▶ **Exercise brief**
Reproduce every one of the records below with "photograph" swapped for "image" wherever it occurs, keeping everything else identical.

▶ **Stored records**

━━━━━━━━━━

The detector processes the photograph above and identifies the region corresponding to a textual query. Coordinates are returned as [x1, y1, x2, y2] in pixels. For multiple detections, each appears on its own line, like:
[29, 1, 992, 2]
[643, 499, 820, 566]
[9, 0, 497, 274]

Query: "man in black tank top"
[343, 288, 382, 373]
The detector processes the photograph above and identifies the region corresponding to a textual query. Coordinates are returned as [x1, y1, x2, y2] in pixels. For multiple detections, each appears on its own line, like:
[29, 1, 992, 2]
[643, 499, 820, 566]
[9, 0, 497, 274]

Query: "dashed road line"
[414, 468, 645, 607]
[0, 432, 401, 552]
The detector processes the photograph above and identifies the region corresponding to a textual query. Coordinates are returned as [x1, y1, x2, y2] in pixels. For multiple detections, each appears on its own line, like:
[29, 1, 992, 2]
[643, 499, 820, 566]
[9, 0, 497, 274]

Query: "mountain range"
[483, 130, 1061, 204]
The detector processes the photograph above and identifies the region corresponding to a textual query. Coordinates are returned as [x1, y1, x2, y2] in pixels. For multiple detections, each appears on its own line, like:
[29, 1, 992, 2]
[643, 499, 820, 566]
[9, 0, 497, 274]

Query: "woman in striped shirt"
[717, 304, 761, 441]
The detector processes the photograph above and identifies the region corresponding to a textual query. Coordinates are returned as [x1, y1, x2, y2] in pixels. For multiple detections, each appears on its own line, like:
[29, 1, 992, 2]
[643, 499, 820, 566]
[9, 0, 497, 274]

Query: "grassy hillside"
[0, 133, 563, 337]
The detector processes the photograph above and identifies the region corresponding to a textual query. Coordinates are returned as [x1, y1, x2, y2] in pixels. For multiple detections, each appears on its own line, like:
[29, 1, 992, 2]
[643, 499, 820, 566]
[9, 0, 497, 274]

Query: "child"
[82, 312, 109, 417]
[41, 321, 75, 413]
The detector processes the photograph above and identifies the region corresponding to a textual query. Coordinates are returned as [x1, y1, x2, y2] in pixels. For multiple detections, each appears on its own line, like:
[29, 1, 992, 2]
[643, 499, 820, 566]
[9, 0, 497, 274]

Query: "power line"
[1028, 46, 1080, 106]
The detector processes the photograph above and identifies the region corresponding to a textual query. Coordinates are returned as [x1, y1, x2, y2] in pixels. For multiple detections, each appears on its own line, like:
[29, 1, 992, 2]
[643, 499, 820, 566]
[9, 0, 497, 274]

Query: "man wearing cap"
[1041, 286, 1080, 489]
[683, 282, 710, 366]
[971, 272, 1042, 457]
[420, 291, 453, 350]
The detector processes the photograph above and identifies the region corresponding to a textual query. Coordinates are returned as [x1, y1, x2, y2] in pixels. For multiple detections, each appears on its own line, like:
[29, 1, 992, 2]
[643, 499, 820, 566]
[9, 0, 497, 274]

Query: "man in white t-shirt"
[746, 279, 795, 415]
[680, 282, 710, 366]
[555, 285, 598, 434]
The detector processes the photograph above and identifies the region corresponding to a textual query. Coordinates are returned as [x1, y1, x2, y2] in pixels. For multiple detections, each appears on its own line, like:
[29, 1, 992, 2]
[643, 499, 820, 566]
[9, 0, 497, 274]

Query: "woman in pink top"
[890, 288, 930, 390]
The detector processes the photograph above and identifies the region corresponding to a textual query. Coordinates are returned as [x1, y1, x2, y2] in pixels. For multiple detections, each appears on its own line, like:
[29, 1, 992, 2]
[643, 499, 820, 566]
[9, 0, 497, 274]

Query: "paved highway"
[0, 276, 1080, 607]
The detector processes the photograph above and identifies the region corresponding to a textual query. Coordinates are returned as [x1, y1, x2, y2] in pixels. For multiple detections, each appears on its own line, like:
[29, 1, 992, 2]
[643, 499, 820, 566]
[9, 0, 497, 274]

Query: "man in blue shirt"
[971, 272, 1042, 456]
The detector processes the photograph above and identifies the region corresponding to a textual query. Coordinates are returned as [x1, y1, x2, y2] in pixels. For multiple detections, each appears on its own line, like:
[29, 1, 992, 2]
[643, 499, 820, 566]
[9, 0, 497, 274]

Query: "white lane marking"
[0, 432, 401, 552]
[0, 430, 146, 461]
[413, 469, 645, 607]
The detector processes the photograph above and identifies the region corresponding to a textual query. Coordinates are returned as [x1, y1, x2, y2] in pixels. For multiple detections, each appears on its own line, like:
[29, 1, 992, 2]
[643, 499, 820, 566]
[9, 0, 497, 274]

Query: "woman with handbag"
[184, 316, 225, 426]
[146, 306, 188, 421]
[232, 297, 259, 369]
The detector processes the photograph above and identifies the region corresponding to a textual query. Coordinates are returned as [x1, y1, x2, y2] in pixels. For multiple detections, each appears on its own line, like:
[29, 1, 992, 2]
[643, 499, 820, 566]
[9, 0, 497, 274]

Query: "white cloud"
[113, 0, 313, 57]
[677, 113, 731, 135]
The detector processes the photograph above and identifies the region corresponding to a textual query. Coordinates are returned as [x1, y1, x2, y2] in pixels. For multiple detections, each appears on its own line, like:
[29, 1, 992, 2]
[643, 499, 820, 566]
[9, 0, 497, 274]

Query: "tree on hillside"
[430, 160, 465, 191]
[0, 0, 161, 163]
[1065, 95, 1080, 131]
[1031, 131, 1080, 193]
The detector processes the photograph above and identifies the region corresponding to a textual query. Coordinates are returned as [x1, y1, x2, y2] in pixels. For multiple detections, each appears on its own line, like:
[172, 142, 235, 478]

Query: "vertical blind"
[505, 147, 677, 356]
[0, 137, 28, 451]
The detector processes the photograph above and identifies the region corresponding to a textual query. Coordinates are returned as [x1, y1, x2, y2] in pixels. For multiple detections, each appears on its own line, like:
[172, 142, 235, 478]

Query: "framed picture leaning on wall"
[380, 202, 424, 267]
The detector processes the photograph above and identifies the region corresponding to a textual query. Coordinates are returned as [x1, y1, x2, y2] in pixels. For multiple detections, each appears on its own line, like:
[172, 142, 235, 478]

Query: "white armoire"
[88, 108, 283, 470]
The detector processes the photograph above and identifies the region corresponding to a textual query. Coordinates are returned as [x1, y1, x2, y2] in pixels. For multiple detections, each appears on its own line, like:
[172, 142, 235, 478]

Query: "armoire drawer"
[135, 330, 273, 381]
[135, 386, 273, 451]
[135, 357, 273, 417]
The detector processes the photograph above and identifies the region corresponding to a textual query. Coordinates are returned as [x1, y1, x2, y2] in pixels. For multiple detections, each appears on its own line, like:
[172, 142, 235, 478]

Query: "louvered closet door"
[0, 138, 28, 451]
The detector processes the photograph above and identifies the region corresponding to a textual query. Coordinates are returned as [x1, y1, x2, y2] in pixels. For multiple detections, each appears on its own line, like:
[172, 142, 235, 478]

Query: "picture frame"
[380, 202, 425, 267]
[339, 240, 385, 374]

━━━━━━━━━━

▶ **Worked answer**
The detector processes the image above and identifies the region corresponding to a textual query. Coordinates are returned as [x1, y1, x2, y2] in pixels. For multiple detections, each appears on its own line, like:
[29, 1, 992, 2]
[643, 499, 820, 566]
[9, 0, 497, 274]

Query: "man in black tank top"
[343, 288, 382, 373]
The detector processes the image above and identifies the region corresponding to a textual query. Coordinates are returned as [x1, y1, x2, y2] in pixels. For multiple detections, each appears on its own line, like:
[29, 1, 992, 2]
[643, 499, 820, 566]
[9, 0, 497, 274]

Query: "dashed road line"
[414, 468, 645, 607]
[0, 432, 401, 552]
The detector processes the image above and identifies the region corresponding to a textual query. Coordinates are returned as [x1, y1, x2, y2] in pixels. For multiple detections, each appears on its own line, like:
[29, 1, 992, 2]
[643, 499, 820, 566]
[9, 0, 497, 274]

Query: "mountain range"
[483, 130, 1061, 204]
The detector processes the image above and identifies the region corresponding to a textual query. Coordinates are returned as [x1, y1, x2, y2] in pixels. For multiple detections, each appears on its own line, like:
[29, 1, 992, 2]
[643, 499, 820, 566]
[9, 0, 497, 274]

Query: "woman in striped shirt"
[717, 304, 761, 441]
The detector processes the image above and identifies the region corresponding to a textual query. Coordinates are returned as [x1, y1, x2, y2] in pixels. For multiple detections, each appears on its own line, like:
[29, 1, 992, 2]
[643, 499, 820, 566]
[9, 0, 497, 274]

Query: "grassy hillside"
[0, 133, 563, 337]
The detector processes the image above and identifies the region corresponding to a textual query. Coordinates are returned as [x1, y1, x2, y2] in pixels. For multiple detections, each appears on its own line, like:
[29, 1, 992, 2]
[643, 499, 820, 566]
[9, 0, 497, 274]

Query: "child"
[82, 312, 109, 417]
[41, 321, 75, 413]
The detector processes the image above and identifies the region corresponding to a textual query. Coordinates are returned as [x1, y1, x2, y2] in pixels. For multiple detections, each appears on its own line, like:
[29, 1, 992, 2]
[643, 499, 820, 566]
[9, 0, 497, 274]

Query: "power line"
[1028, 46, 1080, 106]
The detector processes the image above and identifies the region corresponding to a textual query. Coordinates are returned as [x1, y1, x2, y2] in pixels. For multiple detections, each appears on its own line, like:
[29, 1, 992, 2]
[643, 499, 820, 566]
[9, 0, 497, 274]

Query: "man wearing cap"
[1041, 286, 1080, 489]
[683, 282, 710, 366]
[971, 272, 1042, 457]
[420, 291, 453, 350]
The detector processes the image above and identifies the region corresponding to a textual query. Coordinates are returned as [x1, y1, x2, y2] in pixels. For multiple detections, each appears on its own line, like:
[29, 1, 992, 2]
[643, 499, 820, 566]
[9, 0, 497, 274]

Query: "man in white t-shirt"
[746, 279, 795, 415]
[680, 282, 710, 366]
[555, 285, 598, 434]
The detector processes the image above and identifies the region corresponding to a textual query. Coordinates are returned as [x1, y1, x2, y2] in pixels. For multiple detections, each appears on its own line, like:
[29, 1, 992, 2]
[643, 499, 820, 566]
[9, 0, 497, 274]

Query: "woman in pink top"
[890, 288, 930, 390]
The detector processes the image above and identifies the region corresponding to a textual query. Coordinates are returned as [x1, y1, x2, y2] in pixels. For multiple detections, each appears on its own line, like:
[29, 1, 992, 2]
[643, 499, 820, 566]
[9, 0, 497, 274]

Query: "paved highway"
[0, 276, 1080, 607]
The detector processes the image above and identifies the region corresponding to a textual query. Coordinates are returned as [x1, y1, x2, y2] in pixels. For multiple detections, each appears on its own line, like:
[29, 1, 992, 2]
[643, 499, 820, 566]
[9, 0, 497, 274]

Query: "man in blue shirt"
[971, 272, 1042, 456]
The detector processes the image above and identifies the region corresponding to a textual query. Coordinates are returned as [x1, y1, x2, y2] in pixels. For multiple detections, each appears on its own line, like:
[29, 1, 992, 2]
[643, 499, 820, 566]
[9, 0, 497, 274]

Query: "white lane marking"
[0, 432, 401, 552]
[0, 430, 146, 461]
[413, 469, 645, 607]
The detector processes the image above and identifies the region corresponding to a textual query. Coordinates are returned as [x1, y1, x2, y2] in pixels. For multiple detections, each appears on its own line, like:
[29, 1, 992, 2]
[643, 499, 820, 566]
[9, 0, 497, 274]

Query: "woman with handbag"
[184, 316, 225, 426]
[146, 306, 188, 421]
[232, 297, 259, 369]
The detector processes the image above and identifies the region corresponding to a textual query. Coordinates are returned as [x1, y1, x2, y2] in pixels. For multiple detections, each appears on its own line, like:
[29, 1, 992, 2]
[643, 499, 820, 566]
[9, 0, 497, 274]

Query: "white cloud"
[113, 0, 313, 57]
[677, 113, 731, 135]
The detector processes the image above and identifies the region corresponding to a textual query. Coordinates are returned as [x1, y1, x2, y2] in pixels. For multiple detections, each appears on its own line, like:
[29, 1, 992, 2]
[643, 499, 820, 566]
[9, 0, 497, 274]

Query: "tree on hillside"
[430, 160, 465, 191]
[0, 0, 161, 163]
[1065, 95, 1080, 131]
[1031, 131, 1080, 193]
The detector processes the image above and identifies the region corresponding to a textual query. Coordinates are returned as [x1, y1, x2, y2] in pixels. For multiple detections, each appears on its own line, like:
[172, 142, 235, 478]

Query: "vertical blind"
[505, 147, 677, 356]
[0, 137, 28, 451]
The detector processes the image above and identifies the region corresponding to a textual query. Coordinates are returned as [x1, y1, x2, y2] in pixels. For multiple detections, each appears on its own line, like:
[172, 142, 235, 478]

Query: "framed picture leaning on wall"
[380, 202, 424, 267]
The detector processes the image above and identifies the region corresponding to a textual query. Coordinates are returned as [x1, y1, x2, y2] in pixels. For multiple detections, each appears on its own line, like:
[172, 142, 235, 478]

Query: "white armoire"
[88, 108, 283, 470]
The detector processes the image above and identifies the region corresponding to a textual query. Coordinates are returned as [x1, y1, x2, y2] in pixels. For multiple detections, each appears on its own line, like:
[172, 142, 235, 478]

Query: "armoire drawer"
[135, 330, 273, 381]
[135, 386, 273, 451]
[135, 357, 273, 417]
The detector processes the image above and identifies the region corresponding to a textual query. Coordinates are returned as [x1, y1, x2, y2] in pixels. For multiple detections, each appears on its own line, like:
[172, 142, 235, 478]

Query: "louvered closet door"
[0, 138, 28, 451]
The detector processes the image above and identifies the region corresponding to a textual query. Coordinates are returned as [x1, y1, x2, y2] in pixels. For multiple detections, each appears on its own line, like:
[172, 142, 235, 478]

Query: "picture frame"
[380, 202, 425, 267]
[339, 240, 385, 374]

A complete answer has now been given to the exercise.